• _TEXTE FOURNI_:
>>>

Le renversement de Salvador Allende en 1973 a provoqué chez lui un grand mépris envers les militaires de l’acabit d’Augusto Pinochet, si répandus en Amérique Latine. Au contraire, la connaissance de l’œuvre du panaméen Omar Torrijos et du Péruvien Juan Velasco Alvarado lui a montré l’existence d’un autre type de forces armées à vocation nationaliste et populaire, si différentes des gorilles formés à l’École des Amériques.

Rebelle aux outrages, il a découvert sous l’uniforme les abus et la corruption de ses dirigeants, et, il les a combattus comme il a pu « Je suis allé au Palais [présidentiel de Miraflores, NdT] pour la première fois – racontait Chavez – chercher une caisse de whisky pour la fête d’un officier ». Pour les dégager, lors l’anniversaire de la mort de Simon Bolívar en 1982, un petit groupe d’officiers, parmi lesquels se trouvait Chavez, a fait le serment de Samán de Güere, par lequel ils ont fondé le Mouvement Bolivarien Révolutionnaire 200 (MBR200).

<<<

[Données de pointage sur images]
>>>

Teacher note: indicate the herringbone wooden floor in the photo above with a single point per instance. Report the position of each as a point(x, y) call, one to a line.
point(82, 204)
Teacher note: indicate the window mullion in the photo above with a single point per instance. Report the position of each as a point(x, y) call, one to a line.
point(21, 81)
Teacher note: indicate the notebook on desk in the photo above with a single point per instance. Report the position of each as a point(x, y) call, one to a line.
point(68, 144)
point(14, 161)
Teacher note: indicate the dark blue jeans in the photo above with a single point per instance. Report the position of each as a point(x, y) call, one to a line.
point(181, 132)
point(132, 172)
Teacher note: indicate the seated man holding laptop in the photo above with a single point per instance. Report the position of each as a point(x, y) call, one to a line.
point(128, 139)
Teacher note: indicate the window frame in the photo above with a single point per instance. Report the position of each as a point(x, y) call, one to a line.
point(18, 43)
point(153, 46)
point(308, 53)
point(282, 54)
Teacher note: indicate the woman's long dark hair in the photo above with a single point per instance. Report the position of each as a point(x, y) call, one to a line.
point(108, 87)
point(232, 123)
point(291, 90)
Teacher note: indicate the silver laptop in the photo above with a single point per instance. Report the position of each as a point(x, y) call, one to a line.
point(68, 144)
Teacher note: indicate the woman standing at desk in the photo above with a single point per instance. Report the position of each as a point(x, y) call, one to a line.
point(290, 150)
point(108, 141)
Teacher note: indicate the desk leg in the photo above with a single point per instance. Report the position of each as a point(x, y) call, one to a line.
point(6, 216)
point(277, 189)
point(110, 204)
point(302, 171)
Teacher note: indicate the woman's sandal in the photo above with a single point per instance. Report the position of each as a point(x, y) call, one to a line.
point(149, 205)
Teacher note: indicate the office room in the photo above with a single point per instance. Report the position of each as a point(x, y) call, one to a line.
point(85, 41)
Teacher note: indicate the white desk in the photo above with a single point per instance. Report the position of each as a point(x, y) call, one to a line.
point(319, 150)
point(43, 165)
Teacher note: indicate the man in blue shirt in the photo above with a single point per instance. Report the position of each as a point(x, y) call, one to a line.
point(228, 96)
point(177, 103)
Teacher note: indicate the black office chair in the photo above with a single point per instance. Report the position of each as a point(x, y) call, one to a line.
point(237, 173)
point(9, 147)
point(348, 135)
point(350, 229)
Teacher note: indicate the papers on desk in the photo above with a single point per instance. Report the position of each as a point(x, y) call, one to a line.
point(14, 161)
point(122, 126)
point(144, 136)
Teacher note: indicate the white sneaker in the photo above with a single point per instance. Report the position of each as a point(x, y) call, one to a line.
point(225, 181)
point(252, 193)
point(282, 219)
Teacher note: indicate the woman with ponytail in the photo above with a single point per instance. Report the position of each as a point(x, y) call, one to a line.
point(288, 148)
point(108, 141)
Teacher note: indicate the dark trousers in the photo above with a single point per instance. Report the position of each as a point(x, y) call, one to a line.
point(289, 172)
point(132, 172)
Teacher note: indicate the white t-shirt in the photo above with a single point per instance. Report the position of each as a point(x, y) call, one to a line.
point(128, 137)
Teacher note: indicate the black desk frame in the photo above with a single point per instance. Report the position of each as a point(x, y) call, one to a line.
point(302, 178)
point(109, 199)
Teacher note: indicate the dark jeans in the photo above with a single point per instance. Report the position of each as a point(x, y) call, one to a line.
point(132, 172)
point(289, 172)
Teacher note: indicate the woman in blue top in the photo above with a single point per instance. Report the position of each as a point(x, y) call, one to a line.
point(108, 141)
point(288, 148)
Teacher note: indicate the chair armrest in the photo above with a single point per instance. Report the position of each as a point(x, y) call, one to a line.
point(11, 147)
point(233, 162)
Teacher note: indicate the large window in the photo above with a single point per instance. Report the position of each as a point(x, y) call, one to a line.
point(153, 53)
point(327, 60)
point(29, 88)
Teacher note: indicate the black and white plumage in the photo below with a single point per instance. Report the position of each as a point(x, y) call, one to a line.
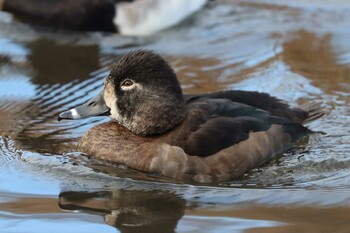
point(128, 17)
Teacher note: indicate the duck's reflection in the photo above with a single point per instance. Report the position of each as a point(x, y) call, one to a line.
point(129, 210)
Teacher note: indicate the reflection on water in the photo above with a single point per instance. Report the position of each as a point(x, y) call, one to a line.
point(298, 52)
point(149, 212)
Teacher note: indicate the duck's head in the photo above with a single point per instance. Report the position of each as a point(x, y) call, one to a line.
point(141, 93)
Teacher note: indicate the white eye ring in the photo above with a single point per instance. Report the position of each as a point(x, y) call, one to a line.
point(129, 84)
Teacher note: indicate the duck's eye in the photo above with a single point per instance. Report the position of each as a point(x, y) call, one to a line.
point(127, 83)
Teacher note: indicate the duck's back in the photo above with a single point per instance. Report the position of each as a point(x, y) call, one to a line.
point(223, 136)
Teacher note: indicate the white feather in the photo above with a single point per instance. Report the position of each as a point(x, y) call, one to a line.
point(144, 17)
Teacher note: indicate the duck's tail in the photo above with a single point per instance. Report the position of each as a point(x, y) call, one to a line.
point(314, 111)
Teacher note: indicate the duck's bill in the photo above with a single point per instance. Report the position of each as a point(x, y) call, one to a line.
point(94, 107)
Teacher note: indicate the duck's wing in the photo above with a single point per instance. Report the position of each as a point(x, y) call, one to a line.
point(260, 100)
point(215, 124)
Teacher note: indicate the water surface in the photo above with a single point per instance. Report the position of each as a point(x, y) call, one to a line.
point(298, 51)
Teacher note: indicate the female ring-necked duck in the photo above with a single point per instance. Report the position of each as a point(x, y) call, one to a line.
point(157, 129)
point(128, 17)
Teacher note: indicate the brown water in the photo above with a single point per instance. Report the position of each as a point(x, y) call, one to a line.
point(298, 51)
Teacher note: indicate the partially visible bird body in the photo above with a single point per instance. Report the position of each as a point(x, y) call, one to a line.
point(128, 17)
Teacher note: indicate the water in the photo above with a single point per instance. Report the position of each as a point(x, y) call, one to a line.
point(298, 51)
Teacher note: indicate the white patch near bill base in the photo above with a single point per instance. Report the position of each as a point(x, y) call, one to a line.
point(74, 113)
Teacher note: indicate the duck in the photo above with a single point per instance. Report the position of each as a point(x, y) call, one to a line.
point(157, 129)
point(127, 17)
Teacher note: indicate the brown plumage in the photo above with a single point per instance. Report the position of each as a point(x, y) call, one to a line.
point(215, 136)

<<<

• _ACTIVITÉ A_: Relevez toutes les personnes désignées par leur nom dans le texte sur Chavez.
• _ACTIVITÉ B_: Écrivez la suite du texte sur Chavez, après sa dernière phrase.
La liste ne sert à rien pour ce travail.

• _RÉPONSE A_: Salvador Allende, Augusto Pinochet, Omar Torrijos, Juan Velasco Alvarado, Chavez, Simon Bolívar

• _RÉPONSE B_:
Presque sept ans plus tard s’est produit un soulèvement spontané des quartiers pauvres du Caracas contre les mesures d’austérité du gouvernement de Carlos Andrés Pérez. Le Caracazo a été écrasé dans le feu et le sang. La rébellion populaire a donné une grande impulsion au mouvement des militaires bolivariens.

En 1992, Chávez et ses compagnons se sont soulevés en armes. La révolte a échoué et Chavez est allé en prison. Il a assumé la responsabilité face aux médias. Sa popularité et son ascendant politique furent à partir de ce moment-là en hausse. Après avoir retrouvé la liberté, sa présence politique a vite progressé face à la déroute du système politique traditionnel. Il a gagné l’élection présidentielle de 1998 avec 56 % des voix. À partir de ce moment, personne n’a pu l’arrêter. À plusieurs reprises, il a gagné presque tous les élections et les referendums auxquels il a participé, et il a aussi miraculeusement survécu à un coup d’État et à une grève pétrolière.

Tout au long des presque 20 ans pendant lesquels il a dirigé l’État vénézuélien, le lieutenant-colonel a refondé son pays, il l’a décolonisé, il a rendu visibles les invisibles, il a redistribué la rente pétrolière, il a éradiqué l’analphabétisme et la pauvreté, il a élevé d’une manière incroyable les indices de santé, il a augmenté le salaire minimum et il a fait progresser l’économie. En même temps, sur la scène internationale, il a renforcé le pôle des pays pétroliers face aux grandes compagnies privées, il a fait dérailler le projet de zone de libre-échange pour les Amériques, l’ALCA, impulsé par Washington, il a créé un projet alternatif d’intégration continentale et il a établi les bases pour un socialisme en accord avec le nouveau siècle.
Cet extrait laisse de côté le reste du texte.